# [ACTIVITY]
Check each line below for the word "like", then please report how many lines have it and nothing more.

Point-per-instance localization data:
╔══

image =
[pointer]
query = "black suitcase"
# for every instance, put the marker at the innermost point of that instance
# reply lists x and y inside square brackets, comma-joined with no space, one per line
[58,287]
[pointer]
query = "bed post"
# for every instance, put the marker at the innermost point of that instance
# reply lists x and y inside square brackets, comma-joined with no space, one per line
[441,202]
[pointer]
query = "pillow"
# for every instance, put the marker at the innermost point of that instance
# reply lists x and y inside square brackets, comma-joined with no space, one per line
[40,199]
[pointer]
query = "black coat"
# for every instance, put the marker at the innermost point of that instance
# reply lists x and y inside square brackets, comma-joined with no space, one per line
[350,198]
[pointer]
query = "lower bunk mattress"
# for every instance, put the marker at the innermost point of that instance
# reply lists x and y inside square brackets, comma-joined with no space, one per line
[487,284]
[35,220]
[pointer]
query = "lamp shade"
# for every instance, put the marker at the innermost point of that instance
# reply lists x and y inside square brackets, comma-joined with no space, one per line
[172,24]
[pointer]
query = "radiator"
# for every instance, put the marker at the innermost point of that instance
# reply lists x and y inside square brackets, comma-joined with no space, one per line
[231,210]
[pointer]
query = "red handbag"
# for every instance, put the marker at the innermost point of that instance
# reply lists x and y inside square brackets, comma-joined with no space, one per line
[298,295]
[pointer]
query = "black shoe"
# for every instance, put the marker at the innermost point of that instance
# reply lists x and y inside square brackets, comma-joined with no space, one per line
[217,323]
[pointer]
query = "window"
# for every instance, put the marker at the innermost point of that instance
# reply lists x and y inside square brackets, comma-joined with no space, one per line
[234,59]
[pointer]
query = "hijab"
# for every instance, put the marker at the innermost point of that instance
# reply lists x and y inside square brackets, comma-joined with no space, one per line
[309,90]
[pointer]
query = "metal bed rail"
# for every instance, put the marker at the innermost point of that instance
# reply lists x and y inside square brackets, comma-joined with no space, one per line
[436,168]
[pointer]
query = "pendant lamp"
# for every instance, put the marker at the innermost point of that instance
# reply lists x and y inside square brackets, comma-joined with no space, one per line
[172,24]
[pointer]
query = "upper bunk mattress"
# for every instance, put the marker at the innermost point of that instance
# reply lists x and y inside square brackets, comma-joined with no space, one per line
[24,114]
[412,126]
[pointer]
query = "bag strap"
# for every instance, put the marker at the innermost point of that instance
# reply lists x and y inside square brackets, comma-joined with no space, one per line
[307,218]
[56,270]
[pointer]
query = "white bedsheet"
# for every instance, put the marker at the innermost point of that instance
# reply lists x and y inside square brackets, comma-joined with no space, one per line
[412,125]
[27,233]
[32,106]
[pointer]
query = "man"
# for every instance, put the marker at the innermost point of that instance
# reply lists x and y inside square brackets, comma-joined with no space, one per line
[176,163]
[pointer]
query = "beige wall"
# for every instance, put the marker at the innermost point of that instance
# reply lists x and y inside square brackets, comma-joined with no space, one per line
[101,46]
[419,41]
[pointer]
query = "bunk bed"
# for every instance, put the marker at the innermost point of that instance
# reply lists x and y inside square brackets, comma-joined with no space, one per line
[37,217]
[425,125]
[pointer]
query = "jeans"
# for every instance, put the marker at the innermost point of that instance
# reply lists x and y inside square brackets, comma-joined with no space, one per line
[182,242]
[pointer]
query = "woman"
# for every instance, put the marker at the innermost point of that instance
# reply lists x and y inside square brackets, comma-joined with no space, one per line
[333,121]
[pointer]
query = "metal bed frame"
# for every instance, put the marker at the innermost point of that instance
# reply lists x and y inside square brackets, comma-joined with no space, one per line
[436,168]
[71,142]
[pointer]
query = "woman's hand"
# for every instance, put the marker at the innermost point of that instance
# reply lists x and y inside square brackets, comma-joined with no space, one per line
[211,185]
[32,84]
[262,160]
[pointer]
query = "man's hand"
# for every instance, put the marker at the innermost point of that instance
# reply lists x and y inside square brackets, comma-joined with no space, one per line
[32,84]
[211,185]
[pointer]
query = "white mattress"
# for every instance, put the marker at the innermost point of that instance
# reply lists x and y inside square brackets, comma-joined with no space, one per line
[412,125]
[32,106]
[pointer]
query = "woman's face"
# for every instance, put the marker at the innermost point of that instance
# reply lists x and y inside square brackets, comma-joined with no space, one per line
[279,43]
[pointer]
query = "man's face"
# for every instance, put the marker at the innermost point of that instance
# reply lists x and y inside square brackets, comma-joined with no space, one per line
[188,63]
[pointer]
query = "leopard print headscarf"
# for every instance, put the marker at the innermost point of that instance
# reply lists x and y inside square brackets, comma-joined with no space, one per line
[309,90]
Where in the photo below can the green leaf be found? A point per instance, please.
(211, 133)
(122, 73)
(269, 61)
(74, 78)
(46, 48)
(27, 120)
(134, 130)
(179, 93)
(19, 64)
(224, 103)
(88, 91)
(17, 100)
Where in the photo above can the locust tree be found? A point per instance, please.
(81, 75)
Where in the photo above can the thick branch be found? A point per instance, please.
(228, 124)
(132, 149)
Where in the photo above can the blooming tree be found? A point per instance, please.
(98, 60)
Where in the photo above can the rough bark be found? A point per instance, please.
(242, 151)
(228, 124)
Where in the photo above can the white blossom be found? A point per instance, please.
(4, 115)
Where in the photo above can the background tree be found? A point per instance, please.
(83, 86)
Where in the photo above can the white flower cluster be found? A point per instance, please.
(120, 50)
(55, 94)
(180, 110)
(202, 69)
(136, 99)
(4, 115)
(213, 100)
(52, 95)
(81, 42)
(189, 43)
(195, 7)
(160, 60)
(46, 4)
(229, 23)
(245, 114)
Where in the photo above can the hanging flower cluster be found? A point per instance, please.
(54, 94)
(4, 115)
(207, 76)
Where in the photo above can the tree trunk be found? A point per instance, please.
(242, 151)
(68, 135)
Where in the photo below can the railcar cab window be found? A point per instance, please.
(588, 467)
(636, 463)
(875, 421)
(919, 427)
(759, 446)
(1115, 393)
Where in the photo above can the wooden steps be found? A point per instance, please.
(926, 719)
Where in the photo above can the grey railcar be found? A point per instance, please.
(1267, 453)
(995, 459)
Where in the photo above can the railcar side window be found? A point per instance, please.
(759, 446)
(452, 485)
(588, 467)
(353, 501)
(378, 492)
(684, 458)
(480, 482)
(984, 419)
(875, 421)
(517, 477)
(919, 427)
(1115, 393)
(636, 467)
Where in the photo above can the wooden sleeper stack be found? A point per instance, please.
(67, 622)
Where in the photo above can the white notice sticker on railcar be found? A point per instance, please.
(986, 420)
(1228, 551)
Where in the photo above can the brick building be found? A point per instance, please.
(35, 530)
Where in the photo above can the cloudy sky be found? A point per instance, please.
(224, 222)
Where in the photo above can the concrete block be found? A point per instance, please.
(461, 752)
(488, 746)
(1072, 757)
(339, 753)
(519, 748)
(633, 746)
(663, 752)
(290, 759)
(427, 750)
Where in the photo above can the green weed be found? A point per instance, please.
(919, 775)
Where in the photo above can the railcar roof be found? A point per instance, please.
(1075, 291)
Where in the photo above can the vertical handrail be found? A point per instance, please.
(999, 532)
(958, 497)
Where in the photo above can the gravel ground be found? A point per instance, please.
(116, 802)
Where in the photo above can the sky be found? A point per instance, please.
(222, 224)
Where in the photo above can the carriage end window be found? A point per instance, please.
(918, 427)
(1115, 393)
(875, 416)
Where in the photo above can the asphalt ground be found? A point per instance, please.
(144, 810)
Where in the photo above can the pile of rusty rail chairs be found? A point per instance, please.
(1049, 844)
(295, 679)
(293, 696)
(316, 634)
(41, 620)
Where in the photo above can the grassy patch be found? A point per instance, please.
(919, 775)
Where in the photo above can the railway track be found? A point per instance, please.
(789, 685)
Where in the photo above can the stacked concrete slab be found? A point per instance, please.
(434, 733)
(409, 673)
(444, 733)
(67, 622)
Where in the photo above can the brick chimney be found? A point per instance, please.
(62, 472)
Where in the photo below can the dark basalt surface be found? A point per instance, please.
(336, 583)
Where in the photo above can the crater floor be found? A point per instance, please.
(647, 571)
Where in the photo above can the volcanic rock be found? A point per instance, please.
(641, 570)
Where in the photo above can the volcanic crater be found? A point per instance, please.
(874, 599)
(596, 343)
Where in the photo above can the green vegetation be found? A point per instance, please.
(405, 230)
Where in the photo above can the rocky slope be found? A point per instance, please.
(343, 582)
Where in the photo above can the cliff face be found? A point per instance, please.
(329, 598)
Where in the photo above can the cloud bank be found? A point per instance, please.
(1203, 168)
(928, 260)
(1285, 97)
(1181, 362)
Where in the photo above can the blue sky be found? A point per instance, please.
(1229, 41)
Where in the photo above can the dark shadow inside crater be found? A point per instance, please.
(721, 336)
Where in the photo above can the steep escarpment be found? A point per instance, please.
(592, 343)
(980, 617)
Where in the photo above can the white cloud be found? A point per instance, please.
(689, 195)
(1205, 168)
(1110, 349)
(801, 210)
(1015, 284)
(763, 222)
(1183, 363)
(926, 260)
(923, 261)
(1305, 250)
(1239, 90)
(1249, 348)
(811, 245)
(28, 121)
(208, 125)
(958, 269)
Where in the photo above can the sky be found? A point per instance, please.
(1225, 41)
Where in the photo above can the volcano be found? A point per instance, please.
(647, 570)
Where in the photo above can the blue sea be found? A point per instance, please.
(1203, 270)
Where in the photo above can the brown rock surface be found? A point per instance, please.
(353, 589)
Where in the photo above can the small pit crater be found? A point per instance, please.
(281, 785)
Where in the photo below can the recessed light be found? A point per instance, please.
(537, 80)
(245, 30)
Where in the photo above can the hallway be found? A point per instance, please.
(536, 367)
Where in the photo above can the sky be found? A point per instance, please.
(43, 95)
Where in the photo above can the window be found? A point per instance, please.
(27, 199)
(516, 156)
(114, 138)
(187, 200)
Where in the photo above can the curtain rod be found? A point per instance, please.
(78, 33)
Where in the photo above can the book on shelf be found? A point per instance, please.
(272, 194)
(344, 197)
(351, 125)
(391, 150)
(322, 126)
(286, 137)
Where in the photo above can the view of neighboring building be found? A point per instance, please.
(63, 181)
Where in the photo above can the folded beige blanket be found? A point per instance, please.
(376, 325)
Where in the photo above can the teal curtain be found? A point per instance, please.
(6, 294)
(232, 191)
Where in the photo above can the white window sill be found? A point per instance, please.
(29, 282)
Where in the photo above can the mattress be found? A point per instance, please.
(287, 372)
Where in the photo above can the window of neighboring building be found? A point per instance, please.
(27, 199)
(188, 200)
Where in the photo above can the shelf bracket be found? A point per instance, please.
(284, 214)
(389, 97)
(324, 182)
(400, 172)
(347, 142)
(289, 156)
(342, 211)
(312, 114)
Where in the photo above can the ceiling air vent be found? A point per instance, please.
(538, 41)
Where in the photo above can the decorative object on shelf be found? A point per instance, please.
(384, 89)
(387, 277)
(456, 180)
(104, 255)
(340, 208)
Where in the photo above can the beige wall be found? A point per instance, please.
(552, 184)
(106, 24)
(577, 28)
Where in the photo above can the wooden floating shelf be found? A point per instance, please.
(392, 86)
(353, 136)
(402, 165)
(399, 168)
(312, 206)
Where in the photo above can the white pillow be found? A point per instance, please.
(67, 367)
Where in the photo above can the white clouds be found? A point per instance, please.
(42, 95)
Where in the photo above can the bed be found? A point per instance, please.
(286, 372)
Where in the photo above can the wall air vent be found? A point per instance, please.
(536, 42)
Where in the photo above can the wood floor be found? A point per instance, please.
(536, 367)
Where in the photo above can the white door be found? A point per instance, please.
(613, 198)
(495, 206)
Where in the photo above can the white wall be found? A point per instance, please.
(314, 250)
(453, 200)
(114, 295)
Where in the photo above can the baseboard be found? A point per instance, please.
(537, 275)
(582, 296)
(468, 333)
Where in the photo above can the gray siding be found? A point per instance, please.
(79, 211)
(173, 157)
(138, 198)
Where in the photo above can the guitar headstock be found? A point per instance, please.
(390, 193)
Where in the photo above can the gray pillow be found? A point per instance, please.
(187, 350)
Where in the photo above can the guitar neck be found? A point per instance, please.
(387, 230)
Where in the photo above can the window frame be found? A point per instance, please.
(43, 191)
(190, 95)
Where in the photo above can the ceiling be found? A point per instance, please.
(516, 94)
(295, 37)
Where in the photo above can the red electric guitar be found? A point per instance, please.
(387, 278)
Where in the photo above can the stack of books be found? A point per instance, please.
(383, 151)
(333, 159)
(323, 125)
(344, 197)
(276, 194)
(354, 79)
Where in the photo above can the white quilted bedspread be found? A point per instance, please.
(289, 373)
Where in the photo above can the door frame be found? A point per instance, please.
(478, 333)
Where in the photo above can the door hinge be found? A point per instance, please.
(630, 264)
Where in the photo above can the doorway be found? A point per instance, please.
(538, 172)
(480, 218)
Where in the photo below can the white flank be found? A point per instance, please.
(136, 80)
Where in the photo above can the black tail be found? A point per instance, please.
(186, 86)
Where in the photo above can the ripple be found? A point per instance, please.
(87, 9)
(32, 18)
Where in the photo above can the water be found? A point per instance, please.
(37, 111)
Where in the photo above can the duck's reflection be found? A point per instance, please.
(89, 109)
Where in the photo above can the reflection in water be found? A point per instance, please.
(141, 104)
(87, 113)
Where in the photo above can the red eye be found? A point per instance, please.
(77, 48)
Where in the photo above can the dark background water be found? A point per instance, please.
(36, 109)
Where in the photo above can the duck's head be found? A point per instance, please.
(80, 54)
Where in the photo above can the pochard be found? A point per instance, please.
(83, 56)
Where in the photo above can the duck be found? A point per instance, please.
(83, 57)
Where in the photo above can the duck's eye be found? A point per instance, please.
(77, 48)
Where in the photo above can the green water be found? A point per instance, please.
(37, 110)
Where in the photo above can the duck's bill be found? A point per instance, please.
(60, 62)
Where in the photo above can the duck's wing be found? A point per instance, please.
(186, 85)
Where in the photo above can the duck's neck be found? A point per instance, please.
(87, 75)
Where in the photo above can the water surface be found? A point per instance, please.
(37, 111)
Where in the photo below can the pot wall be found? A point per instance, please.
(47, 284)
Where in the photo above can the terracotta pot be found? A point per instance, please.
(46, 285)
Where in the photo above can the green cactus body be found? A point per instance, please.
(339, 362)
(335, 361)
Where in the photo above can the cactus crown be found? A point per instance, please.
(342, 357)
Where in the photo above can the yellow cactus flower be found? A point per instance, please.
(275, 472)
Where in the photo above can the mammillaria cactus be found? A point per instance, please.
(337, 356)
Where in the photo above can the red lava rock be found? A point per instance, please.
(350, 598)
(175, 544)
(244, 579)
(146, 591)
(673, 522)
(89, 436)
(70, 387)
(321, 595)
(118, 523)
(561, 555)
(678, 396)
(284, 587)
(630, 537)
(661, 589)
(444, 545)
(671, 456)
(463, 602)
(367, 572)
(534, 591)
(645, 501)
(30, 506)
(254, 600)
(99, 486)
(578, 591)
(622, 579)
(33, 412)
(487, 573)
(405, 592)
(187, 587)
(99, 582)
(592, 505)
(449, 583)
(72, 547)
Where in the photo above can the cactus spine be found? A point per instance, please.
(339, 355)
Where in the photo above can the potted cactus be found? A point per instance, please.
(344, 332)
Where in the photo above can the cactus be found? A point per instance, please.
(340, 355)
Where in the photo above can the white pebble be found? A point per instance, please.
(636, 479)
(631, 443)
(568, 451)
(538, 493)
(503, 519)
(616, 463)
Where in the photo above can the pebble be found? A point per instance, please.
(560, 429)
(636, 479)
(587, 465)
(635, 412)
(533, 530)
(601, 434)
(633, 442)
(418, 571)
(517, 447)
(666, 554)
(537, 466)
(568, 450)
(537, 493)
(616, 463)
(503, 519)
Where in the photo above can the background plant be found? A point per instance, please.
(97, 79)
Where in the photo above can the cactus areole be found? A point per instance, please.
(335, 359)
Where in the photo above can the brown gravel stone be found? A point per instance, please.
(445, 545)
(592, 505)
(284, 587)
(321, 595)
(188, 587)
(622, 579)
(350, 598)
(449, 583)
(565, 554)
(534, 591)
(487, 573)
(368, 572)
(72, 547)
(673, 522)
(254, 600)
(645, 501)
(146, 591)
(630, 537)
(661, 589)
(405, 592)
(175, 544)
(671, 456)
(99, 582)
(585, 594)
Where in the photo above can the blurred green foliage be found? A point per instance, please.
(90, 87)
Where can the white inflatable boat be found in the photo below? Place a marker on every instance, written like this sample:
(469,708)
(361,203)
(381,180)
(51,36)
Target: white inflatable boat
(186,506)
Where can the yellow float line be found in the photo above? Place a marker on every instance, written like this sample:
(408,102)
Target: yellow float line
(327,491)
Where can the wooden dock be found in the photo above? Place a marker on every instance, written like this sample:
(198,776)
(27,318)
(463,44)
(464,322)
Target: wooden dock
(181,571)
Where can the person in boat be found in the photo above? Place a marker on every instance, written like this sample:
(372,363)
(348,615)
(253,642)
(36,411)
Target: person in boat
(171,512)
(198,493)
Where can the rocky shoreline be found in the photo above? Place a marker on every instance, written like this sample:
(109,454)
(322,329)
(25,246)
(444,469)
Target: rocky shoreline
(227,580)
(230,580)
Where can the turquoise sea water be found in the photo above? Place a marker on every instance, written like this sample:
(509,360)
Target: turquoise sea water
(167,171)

╚══

# [SOLVED PROBLEM]
6